-- Records shown follows --
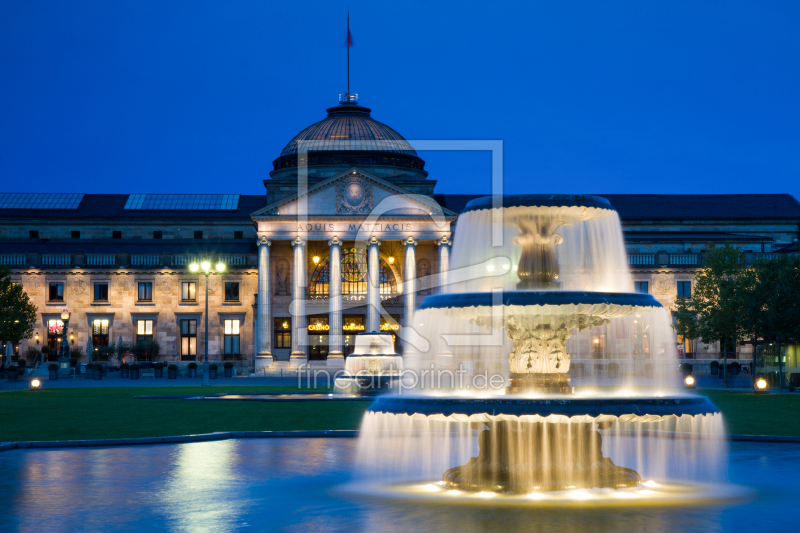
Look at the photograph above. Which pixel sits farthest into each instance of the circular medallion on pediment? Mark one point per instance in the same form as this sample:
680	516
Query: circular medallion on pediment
663	284
78	286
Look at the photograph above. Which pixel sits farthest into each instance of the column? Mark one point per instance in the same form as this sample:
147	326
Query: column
373	285
263	326
299	333
335	354
444	262
410	280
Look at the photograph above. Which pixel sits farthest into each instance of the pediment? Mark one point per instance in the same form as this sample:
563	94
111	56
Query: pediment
354	193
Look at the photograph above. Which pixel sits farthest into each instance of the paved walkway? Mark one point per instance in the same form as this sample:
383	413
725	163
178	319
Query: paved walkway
243	381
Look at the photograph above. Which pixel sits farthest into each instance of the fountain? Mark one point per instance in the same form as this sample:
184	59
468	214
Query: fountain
559	269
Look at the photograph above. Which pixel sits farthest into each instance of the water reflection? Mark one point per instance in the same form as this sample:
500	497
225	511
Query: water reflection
294	485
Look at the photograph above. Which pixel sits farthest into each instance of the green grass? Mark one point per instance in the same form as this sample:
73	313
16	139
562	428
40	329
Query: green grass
747	413
112	413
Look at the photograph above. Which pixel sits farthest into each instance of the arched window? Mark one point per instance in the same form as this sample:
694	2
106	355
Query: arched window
354	276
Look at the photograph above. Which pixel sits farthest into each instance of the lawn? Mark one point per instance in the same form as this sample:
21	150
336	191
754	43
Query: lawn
108	413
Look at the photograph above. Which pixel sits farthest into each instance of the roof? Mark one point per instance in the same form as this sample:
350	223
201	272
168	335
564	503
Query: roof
349	127
112	206
678	206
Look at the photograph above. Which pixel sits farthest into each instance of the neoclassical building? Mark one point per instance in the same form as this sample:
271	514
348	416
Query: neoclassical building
349	236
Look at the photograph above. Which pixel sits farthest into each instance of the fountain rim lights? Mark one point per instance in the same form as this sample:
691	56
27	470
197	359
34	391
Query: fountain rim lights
628	409
539	200
526	298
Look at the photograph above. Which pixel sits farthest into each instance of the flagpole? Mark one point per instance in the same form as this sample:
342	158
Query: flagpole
348	56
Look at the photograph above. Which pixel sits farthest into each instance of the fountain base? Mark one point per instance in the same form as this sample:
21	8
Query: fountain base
555	383
526	457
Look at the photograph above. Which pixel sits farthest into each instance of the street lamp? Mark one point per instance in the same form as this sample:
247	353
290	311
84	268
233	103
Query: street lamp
206	266
63	353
-- Records shown concluded --
What you will do
Leave out the pictures and print every line of the data exactly.

Your response
Look at the photograph above. Which pixel sits farthest into each instance of the circular medallion on pediment? Mark one point per instance in the same form as this sample:
680	516
Query: circular medallion on pediment
663	284
78	286
Look at the photograph above. Which pixel sits farthest into each instance of the column? Mark one point per instance in the same form as this sample:
147	326
Query: column
373	285
263	326
299	333
335	354
444	262
410	280
Look at the photograph above. Which pixel sits farthest into each instance of the pediment? Mark one point per instance in the same form as this sample:
563	94
111	56
Query: pediment
354	193
Look at the photograph above. Which pixel sits farthest into each instance of the paved walkway? Mark one point per instance in the same form as this sample:
383	413
725	163
178	319
Query: paved walkway
243	381
Look at the photograph above. Which pixel sits farthest into each instance of the fountain? Mark one point per instance in the same form as this sample:
184	59
468	214
Query: fountain
559	269
Look at the photograph above. Which pixel sits farthest into each instance of the water reflection? Mark one point per instance in the same form as this sample:
500	497
225	511
Query: water reflection
294	485
Look at the photograph above. Which pixel sits farthest into each instance of the green grass? Mark one point per instance in the same form as this sample:
73	313
16	139
562	428
40	329
Query: green grass
747	413
112	413
Look at the photograph above. Which pixel sits farthest into each instance of the arched window? Mark one point per instance in the same form as this sample:
694	2
106	355
Query: arched window
354	276
Look at the photograph above. Which pixel sits farthest into each instance of the lawn? Mark one point per instance in the same form as this sample:
21	150
336	191
754	43
Query: lawn
108	413
Look at the photograph above. Which pixel sits farthest into each instance of the roof? Mark one point per instance in the same form as this sample:
350	223
201	272
168	335
564	503
Query: roof
349	127
112	206
678	206
Look at the photograph above. Which pixel sits farthest into each instance of the neoclassical building? Mark one point per instance in the same form as this sample:
271	514
348	416
Query: neoclassical building
349	236
Look at the photograph above. Which pixel sits farthest into each instance of the fountain rim lights? Mark one point per instance in the same form as this sample:
691	56
27	470
197	359
34	391
Query: fountain rim lights
628	409
539	200
526	298
Look at the photograph above. Which pixel sits farthest into each instance of the flagpole? Mark one point per instance in the same form as this sample:
342	158
Query: flagpole
348	56
Look at the photograph above. Which pixel sits farthest into each instance of the fountain base? Mark one point per instance in the same form as this sample:
21	8
Query: fountain base
555	383
526	457
Look at the photograph above. Which pixel sits farthest into each instance of the street lamp? Mark one point per instance in the same form as this sample:
247	353
290	311
84	268
233	103
Query: street lamp
206	266
63	353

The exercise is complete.